From the line containing "target | dark jeans" to the end of the entries, return every line exactly, both ends included, and add nothing.

Excerpts from a dataset
####

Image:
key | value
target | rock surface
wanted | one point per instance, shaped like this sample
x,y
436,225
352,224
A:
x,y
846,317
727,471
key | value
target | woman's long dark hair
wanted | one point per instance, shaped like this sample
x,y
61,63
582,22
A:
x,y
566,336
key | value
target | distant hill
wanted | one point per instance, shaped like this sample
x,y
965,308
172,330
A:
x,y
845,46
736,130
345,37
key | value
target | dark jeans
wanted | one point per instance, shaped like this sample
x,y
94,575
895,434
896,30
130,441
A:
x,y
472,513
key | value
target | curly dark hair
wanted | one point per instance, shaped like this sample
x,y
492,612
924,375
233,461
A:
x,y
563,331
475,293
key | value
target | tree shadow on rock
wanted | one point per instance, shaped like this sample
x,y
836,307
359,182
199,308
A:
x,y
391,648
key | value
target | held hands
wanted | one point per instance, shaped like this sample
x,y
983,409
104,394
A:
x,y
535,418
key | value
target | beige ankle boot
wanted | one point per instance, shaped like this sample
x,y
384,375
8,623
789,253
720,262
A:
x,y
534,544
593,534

####

Exercise answer >>
target | dark jeans
wanted | one point per instance, shaped like this sample
x,y
94,575
895,434
896,30
130,441
A:
x,y
472,513
key | value
target | curly dark hair
wanted | one point per instance, shaped like this sample
x,y
492,612
924,375
233,461
A:
x,y
563,331
475,293
key | value
target | tree shadow on rock
wanted | one point per instance, shaped like this sample
x,y
836,307
359,182
199,308
A:
x,y
391,648
key | value
target | held hands
wanted | one point per instance, shaped like this sample
x,y
983,409
104,394
A:
x,y
535,418
key | value
target | beige ankle boot
wanted | one point per instance, shaped like this sample
x,y
384,375
8,623
789,253
720,262
A:
x,y
534,544
593,534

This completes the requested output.